(Extract to read Opens)

Tuesday, August 6, 2013

Curtis Fallgatter Update

     In case you're checking out this post to decide whether to hire Mr. Fallgatter or not, save yourself the trouble of reading my wordy diatribe, and look elsewhere for legal representation (or forgo a lawyer altogether, if you can manage without one):  that's my advice. 
     Whatever you do, don't hire Mr. Fallgatter.  He's been a scoundrel to me.  He's been a greedy, sideswiping, double-talking, self-serving lawyer, who used the legal system against me for his own gain, rather than helping me, and I would not recommend him or his firm to anyone.  I am about to file two complaints with the Florida Bar against him and his firm;  based on his own report, they won't be the first Bar complaints he's had to answer to.
     Many things have happened since my last blogpost...yet, in essence, nothing has happened.  Nevertheless, I miss blogging and have decided to grace the world with my viewpoint again.
     My opinion is subjective, especially when it comes to the firm of Fallgatter, Catlin and Farmand.  This legal firm is located in Jacksonville, Florida, not far from the courthouse.  I would not recommend this set of lawyers to any potential clients.  Not unless they enjoy the possibility of being sued by the very lawyer they hire to protect and defend them.  Not unless they don't mind losing in court.  I was charged extravagant fees by Mr. Fallgatter, after he used the $20,000 retainer he received from me to pay himself for his first five days of work, when he was just beginning to understand the nature of my case. After three weeks of work, he charged $87,000.  Then, in the midst of my primary legal crisis, he sued me for the money.  By the time the lawsuit was settled, and because I represented myself (until then, legal fees for defending myself against Mr. Fallgatter totaled $35,000) the court ruled in favor of Mr. Fallgatter.  The court is blocks from Mr. Fallgatter's sumptuous office, Mr. Fallgatter is well-known to the judge, the procedure of law in civil cases is second nature to Mr. Fallgatter:  everyone knows it's easier to win a game on your own turf.

(Extract to read Closes)
(Information supplied Opens)

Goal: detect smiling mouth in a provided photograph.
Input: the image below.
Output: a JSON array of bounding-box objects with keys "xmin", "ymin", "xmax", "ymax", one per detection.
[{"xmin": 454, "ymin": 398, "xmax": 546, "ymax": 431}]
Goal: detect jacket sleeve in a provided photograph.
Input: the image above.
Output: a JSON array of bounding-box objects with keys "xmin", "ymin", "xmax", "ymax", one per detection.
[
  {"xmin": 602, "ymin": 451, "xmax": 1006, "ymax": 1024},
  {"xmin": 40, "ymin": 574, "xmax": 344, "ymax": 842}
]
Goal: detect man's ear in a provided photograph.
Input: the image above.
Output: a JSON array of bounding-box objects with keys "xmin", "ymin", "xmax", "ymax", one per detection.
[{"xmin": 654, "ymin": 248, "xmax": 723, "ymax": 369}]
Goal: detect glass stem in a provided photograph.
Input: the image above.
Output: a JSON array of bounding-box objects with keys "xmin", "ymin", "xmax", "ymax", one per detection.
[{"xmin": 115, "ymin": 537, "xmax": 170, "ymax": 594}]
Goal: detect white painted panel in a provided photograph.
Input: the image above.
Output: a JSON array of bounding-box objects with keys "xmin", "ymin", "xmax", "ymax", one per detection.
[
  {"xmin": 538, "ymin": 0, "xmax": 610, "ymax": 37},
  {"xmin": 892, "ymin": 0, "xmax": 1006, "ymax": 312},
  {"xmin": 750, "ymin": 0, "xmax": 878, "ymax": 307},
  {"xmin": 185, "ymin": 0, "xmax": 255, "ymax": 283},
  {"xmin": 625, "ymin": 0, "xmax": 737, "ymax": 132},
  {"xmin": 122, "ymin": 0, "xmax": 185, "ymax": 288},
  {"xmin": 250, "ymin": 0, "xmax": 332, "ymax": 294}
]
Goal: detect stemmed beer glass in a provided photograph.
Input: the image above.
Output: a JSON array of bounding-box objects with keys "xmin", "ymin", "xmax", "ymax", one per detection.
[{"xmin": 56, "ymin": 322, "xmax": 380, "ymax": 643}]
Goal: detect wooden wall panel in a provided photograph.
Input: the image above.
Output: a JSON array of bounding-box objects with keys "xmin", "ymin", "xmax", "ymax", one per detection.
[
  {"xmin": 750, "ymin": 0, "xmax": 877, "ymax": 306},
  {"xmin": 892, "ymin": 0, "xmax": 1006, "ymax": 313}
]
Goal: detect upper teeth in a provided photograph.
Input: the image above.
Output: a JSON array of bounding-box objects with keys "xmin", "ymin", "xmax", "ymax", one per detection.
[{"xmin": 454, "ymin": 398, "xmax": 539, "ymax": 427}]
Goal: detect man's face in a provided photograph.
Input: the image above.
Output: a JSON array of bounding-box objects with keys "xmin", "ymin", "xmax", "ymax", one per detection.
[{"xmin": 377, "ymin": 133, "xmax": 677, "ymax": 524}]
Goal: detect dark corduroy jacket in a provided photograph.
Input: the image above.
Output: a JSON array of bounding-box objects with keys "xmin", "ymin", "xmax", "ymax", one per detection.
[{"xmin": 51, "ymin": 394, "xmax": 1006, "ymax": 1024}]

(Information supplied Closes)

In the blog post about Curtis Fallgatter, how much did he charge after three weeks of work?

$87,000